GIVEN EXERCISE:
Please count the lines in the entries below that contain the string "window" and give only that number.

Location identification items:
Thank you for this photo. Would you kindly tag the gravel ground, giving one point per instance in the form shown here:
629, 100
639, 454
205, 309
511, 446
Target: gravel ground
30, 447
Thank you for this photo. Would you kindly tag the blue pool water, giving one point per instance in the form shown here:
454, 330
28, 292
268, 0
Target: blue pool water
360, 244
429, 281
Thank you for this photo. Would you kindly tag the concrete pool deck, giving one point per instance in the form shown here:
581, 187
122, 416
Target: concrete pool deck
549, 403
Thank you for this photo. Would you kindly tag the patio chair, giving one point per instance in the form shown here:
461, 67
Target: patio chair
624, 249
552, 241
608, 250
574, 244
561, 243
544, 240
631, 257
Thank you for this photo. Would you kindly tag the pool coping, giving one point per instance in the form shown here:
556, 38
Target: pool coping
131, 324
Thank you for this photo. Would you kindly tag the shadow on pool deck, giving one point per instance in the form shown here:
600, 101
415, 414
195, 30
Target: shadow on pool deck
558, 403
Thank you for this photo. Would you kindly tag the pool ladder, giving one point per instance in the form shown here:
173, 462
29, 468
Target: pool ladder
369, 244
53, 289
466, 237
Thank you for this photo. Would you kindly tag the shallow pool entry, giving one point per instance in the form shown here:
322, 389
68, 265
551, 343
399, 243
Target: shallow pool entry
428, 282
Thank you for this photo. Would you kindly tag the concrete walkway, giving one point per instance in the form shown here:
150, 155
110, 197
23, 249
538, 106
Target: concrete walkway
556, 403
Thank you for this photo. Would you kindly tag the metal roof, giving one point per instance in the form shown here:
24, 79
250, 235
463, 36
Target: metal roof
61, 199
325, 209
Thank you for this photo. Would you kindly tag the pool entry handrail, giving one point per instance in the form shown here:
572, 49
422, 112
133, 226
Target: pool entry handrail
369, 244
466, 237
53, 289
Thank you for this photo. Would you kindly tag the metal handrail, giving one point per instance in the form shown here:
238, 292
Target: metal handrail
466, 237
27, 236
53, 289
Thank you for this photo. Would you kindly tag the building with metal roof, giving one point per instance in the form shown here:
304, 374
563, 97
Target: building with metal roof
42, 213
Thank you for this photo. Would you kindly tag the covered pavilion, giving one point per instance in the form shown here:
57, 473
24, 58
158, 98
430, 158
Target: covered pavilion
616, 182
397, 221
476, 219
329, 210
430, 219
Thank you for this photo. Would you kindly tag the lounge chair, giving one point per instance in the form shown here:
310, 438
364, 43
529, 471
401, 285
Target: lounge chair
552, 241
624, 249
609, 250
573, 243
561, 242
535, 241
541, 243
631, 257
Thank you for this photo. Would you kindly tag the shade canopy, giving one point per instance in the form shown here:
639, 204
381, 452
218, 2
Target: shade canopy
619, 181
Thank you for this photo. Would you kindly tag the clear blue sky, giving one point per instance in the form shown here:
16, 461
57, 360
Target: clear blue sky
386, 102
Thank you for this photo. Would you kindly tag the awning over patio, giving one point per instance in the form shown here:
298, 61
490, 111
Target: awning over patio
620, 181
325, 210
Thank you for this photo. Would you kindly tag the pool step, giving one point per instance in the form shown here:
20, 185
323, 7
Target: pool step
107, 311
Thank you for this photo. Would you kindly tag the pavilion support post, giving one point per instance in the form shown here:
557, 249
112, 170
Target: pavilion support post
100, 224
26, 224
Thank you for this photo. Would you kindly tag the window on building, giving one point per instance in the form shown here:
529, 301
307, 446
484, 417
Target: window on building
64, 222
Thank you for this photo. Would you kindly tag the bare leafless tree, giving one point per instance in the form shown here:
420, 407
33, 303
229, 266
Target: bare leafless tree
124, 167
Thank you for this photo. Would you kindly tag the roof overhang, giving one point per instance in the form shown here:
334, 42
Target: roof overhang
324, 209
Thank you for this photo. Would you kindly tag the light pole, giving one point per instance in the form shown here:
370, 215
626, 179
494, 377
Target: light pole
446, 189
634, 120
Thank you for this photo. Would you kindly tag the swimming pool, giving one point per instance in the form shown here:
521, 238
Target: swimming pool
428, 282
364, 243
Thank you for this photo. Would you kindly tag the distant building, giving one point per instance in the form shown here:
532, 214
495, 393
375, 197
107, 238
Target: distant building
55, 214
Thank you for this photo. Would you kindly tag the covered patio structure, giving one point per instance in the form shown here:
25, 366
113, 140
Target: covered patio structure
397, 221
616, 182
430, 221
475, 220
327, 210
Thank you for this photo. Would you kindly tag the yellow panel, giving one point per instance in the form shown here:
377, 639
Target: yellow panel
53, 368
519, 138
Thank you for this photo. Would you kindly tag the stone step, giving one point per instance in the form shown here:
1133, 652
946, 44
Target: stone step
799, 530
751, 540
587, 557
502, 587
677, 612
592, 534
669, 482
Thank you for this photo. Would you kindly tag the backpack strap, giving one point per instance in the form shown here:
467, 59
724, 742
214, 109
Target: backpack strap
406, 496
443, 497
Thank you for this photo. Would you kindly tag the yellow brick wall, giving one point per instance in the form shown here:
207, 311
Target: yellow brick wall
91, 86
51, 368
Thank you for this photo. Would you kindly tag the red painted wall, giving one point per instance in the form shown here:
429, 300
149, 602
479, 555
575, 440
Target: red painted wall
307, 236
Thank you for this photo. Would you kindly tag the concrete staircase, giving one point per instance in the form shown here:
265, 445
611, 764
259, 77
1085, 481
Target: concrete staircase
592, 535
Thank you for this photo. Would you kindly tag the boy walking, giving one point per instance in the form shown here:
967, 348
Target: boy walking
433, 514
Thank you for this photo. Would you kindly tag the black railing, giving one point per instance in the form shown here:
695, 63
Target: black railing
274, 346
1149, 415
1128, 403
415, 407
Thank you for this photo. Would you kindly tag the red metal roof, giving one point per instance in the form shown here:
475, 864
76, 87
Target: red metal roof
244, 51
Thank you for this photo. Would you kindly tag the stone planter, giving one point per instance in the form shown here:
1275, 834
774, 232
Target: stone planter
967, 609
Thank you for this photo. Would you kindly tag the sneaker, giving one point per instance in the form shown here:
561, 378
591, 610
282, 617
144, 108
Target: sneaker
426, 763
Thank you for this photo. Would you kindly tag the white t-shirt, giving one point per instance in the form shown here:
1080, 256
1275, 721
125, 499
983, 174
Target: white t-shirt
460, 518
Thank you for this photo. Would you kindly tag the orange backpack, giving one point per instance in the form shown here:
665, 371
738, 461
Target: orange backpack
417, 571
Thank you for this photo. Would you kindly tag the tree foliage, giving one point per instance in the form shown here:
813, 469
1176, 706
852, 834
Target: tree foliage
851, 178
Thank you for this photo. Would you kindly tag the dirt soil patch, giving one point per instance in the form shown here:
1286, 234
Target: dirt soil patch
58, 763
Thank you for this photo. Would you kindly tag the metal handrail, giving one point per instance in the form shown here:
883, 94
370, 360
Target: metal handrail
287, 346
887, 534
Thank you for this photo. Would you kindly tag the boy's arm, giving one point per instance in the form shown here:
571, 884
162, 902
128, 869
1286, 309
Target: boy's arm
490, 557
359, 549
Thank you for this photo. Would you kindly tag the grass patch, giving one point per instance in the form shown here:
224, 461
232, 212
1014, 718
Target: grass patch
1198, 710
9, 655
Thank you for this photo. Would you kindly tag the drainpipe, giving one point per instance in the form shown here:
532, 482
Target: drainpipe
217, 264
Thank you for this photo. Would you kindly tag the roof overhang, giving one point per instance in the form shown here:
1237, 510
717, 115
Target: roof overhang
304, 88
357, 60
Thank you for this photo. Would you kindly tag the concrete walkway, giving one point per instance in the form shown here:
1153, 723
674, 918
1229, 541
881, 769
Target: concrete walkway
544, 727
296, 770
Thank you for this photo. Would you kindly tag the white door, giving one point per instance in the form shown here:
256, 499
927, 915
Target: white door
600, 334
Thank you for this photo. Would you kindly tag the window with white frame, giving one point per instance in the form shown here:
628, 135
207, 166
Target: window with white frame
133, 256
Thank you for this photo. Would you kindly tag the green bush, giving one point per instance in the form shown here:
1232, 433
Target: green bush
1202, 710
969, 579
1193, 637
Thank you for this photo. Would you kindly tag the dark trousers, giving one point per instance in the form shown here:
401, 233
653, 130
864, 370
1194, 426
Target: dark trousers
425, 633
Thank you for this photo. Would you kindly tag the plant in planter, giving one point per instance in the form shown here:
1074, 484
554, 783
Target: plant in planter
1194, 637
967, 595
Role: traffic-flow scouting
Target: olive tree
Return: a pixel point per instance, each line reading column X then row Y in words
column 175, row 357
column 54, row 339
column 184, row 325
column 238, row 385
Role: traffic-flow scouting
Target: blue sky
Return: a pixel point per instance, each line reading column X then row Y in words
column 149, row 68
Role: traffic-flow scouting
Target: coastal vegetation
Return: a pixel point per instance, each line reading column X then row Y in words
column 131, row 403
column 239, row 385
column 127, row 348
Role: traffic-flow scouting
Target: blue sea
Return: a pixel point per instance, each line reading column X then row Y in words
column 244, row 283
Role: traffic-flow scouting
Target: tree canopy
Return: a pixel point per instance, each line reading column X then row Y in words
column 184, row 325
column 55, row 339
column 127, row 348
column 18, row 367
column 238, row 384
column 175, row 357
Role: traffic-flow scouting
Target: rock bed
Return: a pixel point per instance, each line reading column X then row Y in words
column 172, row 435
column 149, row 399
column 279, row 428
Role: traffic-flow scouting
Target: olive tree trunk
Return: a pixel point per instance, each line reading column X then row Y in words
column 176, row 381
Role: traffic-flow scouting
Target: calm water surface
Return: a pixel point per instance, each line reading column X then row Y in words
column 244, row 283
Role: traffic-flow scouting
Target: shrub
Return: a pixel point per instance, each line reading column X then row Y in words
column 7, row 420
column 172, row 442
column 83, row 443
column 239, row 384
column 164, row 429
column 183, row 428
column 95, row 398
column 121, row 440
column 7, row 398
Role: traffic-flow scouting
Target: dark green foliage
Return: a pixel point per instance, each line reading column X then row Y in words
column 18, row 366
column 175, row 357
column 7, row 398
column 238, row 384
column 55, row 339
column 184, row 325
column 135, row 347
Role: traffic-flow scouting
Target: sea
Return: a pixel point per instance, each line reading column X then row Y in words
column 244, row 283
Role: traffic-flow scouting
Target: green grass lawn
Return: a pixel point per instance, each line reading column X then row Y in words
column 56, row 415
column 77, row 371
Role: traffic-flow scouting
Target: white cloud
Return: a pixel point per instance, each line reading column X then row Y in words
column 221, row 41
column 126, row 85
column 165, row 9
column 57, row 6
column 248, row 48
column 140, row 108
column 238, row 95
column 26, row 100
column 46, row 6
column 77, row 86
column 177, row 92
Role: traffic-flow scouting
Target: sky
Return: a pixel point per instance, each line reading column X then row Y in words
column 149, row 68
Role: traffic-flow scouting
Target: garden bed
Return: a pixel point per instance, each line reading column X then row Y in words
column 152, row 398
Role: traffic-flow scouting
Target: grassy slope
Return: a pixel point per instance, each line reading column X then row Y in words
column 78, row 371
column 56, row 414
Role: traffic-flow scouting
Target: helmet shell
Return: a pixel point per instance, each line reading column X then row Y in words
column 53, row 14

FINISHED ANSWER:
4